Please copy the listing below in its entirety, without alteration.

[[ Listed entries, beginning ]]

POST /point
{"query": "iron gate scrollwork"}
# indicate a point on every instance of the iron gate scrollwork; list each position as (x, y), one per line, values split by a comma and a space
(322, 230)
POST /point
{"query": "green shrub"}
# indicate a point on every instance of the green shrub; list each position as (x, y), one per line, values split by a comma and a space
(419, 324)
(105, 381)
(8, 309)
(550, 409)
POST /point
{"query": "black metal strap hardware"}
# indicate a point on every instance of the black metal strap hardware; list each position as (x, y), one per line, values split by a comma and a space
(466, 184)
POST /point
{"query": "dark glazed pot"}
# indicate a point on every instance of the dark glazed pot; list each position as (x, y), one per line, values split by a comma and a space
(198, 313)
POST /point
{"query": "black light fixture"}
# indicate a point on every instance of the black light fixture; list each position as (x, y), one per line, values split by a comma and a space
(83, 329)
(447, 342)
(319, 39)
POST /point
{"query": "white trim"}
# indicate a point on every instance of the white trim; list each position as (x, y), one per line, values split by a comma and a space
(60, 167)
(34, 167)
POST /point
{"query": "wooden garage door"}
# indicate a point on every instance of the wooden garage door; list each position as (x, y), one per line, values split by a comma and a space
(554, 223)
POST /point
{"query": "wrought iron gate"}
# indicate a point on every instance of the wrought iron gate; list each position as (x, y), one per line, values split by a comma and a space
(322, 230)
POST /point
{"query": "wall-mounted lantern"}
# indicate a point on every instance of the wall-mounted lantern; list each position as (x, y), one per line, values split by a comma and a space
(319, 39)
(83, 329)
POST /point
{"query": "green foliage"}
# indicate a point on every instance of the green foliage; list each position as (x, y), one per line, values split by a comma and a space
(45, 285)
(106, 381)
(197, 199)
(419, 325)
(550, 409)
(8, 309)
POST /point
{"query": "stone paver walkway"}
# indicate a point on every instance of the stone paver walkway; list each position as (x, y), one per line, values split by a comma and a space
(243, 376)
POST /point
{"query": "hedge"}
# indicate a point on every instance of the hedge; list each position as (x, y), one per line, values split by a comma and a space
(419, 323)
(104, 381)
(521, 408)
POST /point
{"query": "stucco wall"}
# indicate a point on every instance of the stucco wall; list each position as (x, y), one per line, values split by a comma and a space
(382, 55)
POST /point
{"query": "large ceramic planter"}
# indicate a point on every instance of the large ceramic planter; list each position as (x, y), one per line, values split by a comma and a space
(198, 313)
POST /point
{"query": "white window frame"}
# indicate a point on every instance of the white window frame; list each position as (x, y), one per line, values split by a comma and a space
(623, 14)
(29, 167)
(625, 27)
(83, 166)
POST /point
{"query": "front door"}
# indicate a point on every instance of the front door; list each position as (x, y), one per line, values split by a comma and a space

[[ Listed entries, end ]]

• Exercise result
POST /point
{"query": "iron gate scrollwork"}
# indicate a point on every instance of the iron gate scrollwork; list each position as (x, y), one per line, values split by a comma and a space
(322, 230)
POST /point
{"query": "green shrub"}
# indicate a point on every instance of the green shrub; list each position as (x, y), one per line, values split by a comma and a space
(419, 324)
(105, 381)
(8, 309)
(550, 409)
POST /point
{"query": "black metal strap hardware"}
# indicate a point on every instance of the black metal strap hardware; list each position as (x, y), one per line, values split by a comma and a space
(466, 184)
POST /point
{"query": "dark glazed pot"}
# indicate a point on every instance of the dark glazed pot; list each position as (x, y), one per line, values split by a comma and a space
(198, 313)
POST /point
{"query": "black light fixture"}
# indicate a point on every instance of the black light fixture; list each position as (x, y), one per line, values split by a comma and a space
(83, 329)
(447, 342)
(319, 39)
POST /point
{"query": "white trim"}
# indicate a point on every instance of the white trim; list each position as (x, y), one per line, values split by a comma and a space
(60, 167)
(34, 167)
POST /point
{"query": "wooden garage door"}
# indicate a point on every instance of the wooden garage door; list each position as (x, y), one per line, values split by a comma and a space
(554, 223)
POST /point
{"query": "wrought iron gate"}
# indicate a point on every instance of the wrought iron gate; list each position as (x, y), one per line, values split by a comma and a space
(322, 230)
POST /point
{"query": "wall-mounted lantern"}
# indicate a point on every instance of the wall-mounted lantern; list each position as (x, y), one per line, values split by a comma and a space
(319, 39)
(83, 329)
POST /point
{"query": "green foliage"}
# indicate a point on every instance of the green foliage; list each position as (x, y), one per line, values split by a comma and a space
(45, 285)
(106, 381)
(197, 199)
(419, 325)
(550, 409)
(8, 309)
POST /point
{"query": "stone paver walkway"}
# indicate a point on every instance of the stone paver walkway; list each position as (x, y), one per line, values split by a comma and a space
(243, 376)
POST /point
{"query": "hedge"}
# indicate a point on every instance of the hedge; list each position as (x, y), one per line, values split by a comma and a space
(419, 323)
(104, 381)
(521, 408)
POST /point
{"query": "stucco wall"}
# indicate a point on every instance of the stucco wall; list each position as (x, y), one per line, values split by a comma and a space
(382, 55)
POST /point
{"query": "large ceramic planter"}
# indicate a point on every instance of the large ceramic planter; list each position as (x, y), one per line, values split by a comma and a space
(198, 313)
POST /point
{"query": "white window frame"}
# indicate a point on every instance of the white window frame; list each position as (x, y), one per line, values split by a comma and a space
(623, 14)
(29, 167)
(625, 27)
(83, 166)
POST /point
{"query": "front door"}
# indicate a point on every instance of the front door; list each position as (x, y), one per line, values split by a comma and a space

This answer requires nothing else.